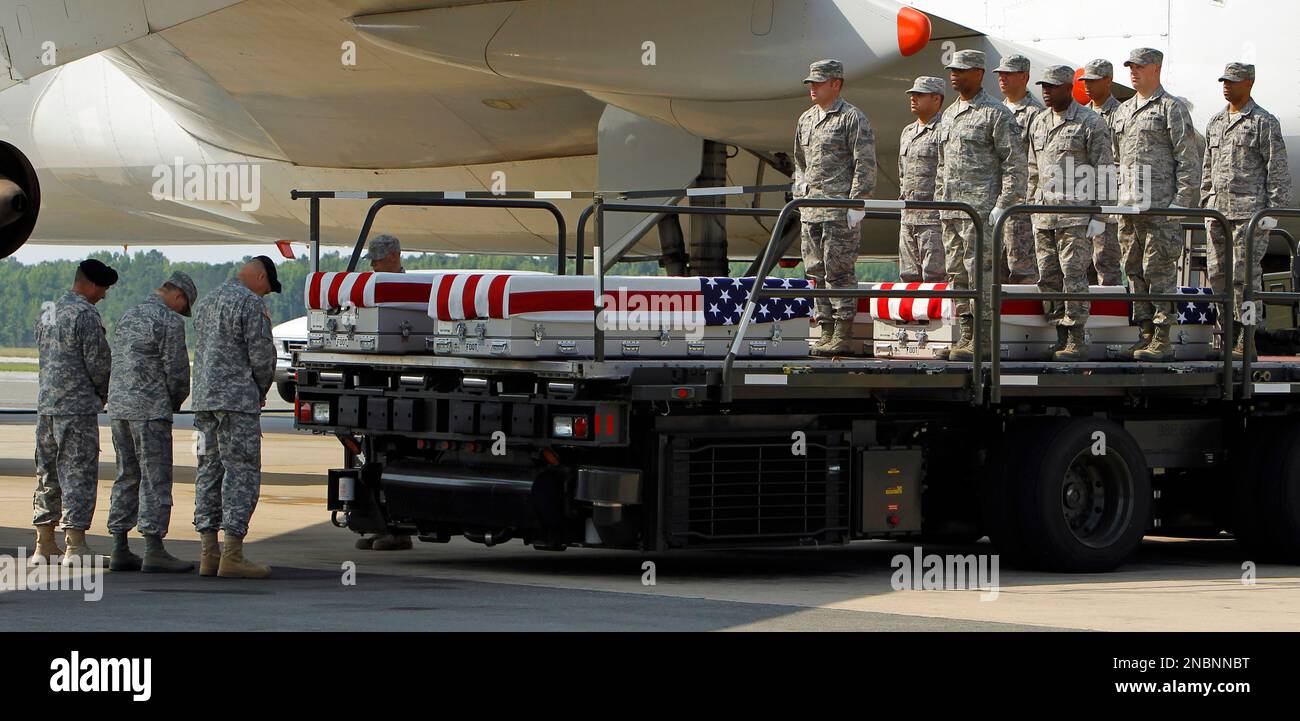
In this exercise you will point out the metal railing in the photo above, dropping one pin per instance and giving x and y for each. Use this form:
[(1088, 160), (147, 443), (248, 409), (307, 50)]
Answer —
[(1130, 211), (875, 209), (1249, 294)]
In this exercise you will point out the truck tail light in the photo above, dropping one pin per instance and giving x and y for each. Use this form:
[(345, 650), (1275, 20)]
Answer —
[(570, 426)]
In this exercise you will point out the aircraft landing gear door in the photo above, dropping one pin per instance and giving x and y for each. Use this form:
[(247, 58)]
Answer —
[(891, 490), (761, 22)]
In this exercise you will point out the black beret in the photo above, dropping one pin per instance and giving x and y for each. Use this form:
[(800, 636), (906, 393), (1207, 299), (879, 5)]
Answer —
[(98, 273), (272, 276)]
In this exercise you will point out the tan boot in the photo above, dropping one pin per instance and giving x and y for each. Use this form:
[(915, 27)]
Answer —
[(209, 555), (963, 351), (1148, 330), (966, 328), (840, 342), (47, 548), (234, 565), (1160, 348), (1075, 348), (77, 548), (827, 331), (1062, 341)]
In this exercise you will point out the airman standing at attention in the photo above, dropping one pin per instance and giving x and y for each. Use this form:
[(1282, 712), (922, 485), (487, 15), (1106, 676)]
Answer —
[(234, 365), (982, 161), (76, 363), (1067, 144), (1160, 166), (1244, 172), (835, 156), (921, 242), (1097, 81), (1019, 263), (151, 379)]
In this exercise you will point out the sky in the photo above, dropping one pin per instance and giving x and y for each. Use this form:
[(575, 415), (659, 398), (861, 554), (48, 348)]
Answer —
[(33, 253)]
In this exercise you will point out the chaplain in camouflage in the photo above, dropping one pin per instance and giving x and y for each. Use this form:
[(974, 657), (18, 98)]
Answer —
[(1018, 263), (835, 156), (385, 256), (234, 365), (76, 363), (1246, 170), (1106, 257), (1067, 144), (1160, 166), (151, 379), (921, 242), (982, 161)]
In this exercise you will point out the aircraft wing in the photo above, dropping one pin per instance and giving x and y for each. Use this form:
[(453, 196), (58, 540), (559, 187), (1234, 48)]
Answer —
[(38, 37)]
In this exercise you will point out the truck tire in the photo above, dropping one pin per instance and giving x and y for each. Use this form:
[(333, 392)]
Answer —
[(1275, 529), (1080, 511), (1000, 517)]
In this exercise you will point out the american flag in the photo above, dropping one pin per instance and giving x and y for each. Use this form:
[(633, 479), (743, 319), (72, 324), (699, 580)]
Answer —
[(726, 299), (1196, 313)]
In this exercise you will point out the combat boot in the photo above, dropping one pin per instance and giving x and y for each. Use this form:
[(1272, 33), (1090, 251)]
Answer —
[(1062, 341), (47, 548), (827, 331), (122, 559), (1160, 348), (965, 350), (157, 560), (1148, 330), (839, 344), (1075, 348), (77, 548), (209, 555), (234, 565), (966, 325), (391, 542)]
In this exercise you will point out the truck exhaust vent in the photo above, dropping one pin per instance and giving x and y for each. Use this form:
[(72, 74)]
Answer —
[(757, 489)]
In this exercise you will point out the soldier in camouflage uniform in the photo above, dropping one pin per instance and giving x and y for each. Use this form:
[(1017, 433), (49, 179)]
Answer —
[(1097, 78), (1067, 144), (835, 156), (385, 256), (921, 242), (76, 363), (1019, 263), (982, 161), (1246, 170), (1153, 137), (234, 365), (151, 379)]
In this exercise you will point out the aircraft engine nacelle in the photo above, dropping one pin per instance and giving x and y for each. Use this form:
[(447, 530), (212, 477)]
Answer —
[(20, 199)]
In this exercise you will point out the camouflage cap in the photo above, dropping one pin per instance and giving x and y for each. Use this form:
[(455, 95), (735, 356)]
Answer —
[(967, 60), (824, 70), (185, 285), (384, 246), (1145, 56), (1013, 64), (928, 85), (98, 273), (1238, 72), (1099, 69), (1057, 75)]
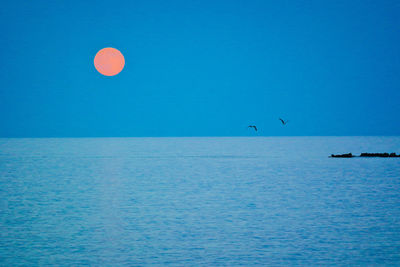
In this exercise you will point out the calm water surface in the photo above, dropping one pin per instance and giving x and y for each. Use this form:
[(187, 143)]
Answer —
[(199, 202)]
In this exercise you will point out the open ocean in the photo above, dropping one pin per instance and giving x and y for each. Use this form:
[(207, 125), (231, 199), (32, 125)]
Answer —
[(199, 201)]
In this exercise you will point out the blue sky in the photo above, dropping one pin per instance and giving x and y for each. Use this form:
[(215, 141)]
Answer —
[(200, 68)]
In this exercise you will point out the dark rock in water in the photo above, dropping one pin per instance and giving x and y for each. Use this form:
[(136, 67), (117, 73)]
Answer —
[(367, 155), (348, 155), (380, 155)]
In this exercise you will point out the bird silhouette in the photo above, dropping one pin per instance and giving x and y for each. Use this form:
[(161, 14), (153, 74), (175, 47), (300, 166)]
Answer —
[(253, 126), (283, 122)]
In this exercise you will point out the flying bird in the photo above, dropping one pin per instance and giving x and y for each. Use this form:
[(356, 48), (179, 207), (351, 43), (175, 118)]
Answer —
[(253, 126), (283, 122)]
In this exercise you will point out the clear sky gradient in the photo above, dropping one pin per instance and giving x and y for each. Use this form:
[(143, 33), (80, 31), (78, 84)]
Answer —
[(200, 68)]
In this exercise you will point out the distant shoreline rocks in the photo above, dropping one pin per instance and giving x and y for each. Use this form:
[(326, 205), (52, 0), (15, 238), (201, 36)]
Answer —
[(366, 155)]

--

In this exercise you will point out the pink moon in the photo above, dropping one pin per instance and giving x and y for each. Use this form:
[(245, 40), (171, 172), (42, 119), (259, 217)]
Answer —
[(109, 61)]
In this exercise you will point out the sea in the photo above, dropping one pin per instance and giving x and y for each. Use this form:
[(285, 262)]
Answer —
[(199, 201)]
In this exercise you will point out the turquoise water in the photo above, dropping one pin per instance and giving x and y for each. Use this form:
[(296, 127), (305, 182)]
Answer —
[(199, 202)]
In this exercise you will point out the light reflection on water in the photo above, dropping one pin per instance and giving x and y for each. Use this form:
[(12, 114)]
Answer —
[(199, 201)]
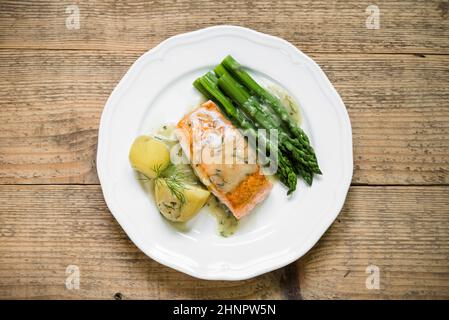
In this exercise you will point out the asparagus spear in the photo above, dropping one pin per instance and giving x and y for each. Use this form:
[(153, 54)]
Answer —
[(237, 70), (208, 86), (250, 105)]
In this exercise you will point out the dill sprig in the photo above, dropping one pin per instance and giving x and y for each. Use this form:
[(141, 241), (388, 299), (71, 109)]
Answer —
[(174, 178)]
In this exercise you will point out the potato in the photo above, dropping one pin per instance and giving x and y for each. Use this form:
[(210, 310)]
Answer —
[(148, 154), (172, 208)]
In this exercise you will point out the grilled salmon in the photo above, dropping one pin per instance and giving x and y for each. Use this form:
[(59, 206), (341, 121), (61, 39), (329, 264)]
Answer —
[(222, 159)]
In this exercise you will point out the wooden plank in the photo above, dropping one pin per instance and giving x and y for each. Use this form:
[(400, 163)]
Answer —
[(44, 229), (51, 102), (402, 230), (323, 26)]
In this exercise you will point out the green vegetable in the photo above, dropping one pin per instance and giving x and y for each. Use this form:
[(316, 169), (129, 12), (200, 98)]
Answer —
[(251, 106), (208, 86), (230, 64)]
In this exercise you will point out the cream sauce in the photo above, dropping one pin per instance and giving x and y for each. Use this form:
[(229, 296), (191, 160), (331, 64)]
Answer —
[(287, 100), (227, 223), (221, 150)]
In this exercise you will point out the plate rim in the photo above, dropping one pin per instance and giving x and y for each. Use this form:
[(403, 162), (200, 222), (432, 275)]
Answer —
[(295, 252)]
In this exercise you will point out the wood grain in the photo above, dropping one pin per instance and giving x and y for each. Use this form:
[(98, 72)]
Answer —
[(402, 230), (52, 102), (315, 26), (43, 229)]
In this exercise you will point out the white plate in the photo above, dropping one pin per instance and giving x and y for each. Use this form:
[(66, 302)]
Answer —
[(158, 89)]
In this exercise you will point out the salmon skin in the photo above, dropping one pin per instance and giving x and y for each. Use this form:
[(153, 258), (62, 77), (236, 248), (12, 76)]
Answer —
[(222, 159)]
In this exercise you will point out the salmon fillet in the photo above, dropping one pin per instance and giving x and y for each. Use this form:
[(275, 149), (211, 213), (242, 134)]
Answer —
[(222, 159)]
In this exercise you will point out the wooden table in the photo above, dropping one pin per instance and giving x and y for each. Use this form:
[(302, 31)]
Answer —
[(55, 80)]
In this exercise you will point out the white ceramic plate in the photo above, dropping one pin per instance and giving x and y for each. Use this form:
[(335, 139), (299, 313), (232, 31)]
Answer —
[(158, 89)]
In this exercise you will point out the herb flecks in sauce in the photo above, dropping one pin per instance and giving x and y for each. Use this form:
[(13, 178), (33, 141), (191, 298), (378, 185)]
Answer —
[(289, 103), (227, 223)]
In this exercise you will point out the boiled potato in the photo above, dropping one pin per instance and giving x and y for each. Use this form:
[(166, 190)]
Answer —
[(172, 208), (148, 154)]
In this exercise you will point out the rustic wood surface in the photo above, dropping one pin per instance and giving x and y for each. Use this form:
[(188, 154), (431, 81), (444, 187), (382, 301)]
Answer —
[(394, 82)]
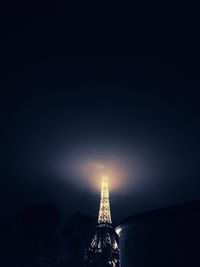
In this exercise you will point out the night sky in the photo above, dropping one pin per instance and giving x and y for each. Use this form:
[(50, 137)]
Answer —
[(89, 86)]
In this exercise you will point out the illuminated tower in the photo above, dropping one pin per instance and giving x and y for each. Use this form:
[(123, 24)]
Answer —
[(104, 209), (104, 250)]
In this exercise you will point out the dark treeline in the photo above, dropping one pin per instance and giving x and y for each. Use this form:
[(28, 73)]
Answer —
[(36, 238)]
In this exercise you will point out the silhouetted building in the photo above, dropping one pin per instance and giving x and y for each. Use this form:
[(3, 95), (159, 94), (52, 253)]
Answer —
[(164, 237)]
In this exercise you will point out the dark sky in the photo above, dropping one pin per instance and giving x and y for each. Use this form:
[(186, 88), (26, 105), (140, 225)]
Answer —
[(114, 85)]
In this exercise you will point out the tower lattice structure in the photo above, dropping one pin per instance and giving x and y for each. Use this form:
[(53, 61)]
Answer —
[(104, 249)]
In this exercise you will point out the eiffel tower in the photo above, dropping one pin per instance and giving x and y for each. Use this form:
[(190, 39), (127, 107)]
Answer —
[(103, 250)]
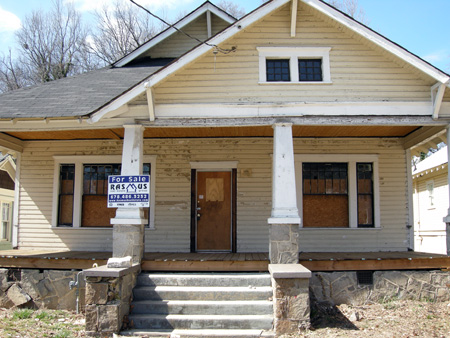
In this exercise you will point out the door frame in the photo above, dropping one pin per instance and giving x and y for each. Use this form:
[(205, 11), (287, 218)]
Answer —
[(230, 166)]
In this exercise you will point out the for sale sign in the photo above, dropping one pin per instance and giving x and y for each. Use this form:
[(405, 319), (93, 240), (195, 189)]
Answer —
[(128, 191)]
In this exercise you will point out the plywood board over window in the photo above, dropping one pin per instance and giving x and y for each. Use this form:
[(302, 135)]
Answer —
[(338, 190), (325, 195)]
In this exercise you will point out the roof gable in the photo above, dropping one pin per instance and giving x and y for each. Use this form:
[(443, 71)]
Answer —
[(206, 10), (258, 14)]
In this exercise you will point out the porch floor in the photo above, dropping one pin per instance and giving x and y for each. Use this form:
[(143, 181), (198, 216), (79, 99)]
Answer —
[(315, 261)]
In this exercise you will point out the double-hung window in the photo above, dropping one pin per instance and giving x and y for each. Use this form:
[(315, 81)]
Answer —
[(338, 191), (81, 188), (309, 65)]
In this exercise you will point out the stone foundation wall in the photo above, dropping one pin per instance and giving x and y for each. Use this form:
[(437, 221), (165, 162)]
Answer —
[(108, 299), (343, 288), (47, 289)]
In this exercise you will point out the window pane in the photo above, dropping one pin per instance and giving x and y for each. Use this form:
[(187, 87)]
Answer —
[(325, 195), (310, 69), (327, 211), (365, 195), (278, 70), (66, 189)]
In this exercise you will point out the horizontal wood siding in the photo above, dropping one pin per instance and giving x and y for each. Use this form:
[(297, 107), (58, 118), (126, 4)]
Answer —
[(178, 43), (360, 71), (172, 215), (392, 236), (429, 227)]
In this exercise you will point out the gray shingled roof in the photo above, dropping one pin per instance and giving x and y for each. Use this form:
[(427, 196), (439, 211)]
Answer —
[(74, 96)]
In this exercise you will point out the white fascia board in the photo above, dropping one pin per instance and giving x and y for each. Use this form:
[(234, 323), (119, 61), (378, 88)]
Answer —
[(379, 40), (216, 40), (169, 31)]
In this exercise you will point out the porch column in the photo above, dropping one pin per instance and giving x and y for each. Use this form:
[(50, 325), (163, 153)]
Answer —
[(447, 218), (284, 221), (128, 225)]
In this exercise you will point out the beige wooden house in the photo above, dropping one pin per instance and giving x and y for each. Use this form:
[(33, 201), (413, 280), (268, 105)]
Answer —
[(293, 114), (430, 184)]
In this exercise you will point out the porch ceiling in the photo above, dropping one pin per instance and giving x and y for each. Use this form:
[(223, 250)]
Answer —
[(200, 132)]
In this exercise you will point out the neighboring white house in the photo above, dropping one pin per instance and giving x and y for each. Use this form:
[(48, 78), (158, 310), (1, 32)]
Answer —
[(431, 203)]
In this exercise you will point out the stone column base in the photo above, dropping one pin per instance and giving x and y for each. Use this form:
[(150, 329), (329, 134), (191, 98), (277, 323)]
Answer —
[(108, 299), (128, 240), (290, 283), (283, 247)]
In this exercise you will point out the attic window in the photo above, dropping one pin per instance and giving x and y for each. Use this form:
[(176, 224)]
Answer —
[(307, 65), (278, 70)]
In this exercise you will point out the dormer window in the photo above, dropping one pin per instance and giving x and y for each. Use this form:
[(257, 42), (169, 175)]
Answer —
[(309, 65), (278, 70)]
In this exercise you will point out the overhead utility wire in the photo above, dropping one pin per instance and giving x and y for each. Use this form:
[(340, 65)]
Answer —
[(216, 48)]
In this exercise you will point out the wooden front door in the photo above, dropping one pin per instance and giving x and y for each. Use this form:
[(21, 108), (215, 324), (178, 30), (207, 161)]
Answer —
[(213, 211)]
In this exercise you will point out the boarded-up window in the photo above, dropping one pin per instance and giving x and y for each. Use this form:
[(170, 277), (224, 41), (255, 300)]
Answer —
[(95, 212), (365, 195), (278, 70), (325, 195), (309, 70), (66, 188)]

_Task objective_.
Give back, word for word, the part of the rows that opens with the line containing "In this exercise you will point out the salmon fillet" and closes with the line containing "[(104, 209), (104, 250)]", including both of those lines. Leave the pictures out of your answer.

_Full answer_.
In this exercise you will point out the salmon fillet in the photo above, dropping one pin per instance and giving x and y for each. Use this form:
[(275, 149), (211, 213), (242, 134)]
Answer —
[(222, 159)]
In this exercise you will point out the wooden table in the photo above, dropping one pin per instance and giving x and y for each. Use this form:
[(302, 31)]
Answer —
[(55, 80)]
In this exercise you will point out the white ceramic plate in the photo above, dropping one pin per instance and giving x and y for each. Use this form:
[(335, 139), (299, 313), (232, 31)]
Answer —
[(158, 89)]
In this exercise you will point out the herb flecks in sauce in the photo above, dropping one pin per instance and giving x and y for each. Use this form:
[(13, 178), (33, 141), (191, 298), (378, 185)]
Answer —
[(289, 103), (227, 223)]
In this exercise you will point out the boiled potato in the photo above, dropping one pin per instance and giving x and y for each. Use this form:
[(166, 190)]
Answer —
[(172, 208), (148, 154)]
In this exercise you will point out the rustic wood surface in the photo above, dropping one pin per instance and giving x and y for each. Use this form:
[(188, 154), (431, 81), (444, 187), (382, 301)]
Answer —
[(394, 82)]
In this exercise you will point out the night sky in the photo above, dropping one pin per instance and giving x and y for each. Use this form:
[(50, 137)]
Answer —
[(89, 86)]
In this exercise you will point out the illuminated tower in the photo above, dropping one pin per instance and giving x and y for each. Use this form:
[(123, 24)]
Answer —
[(104, 209), (104, 250)]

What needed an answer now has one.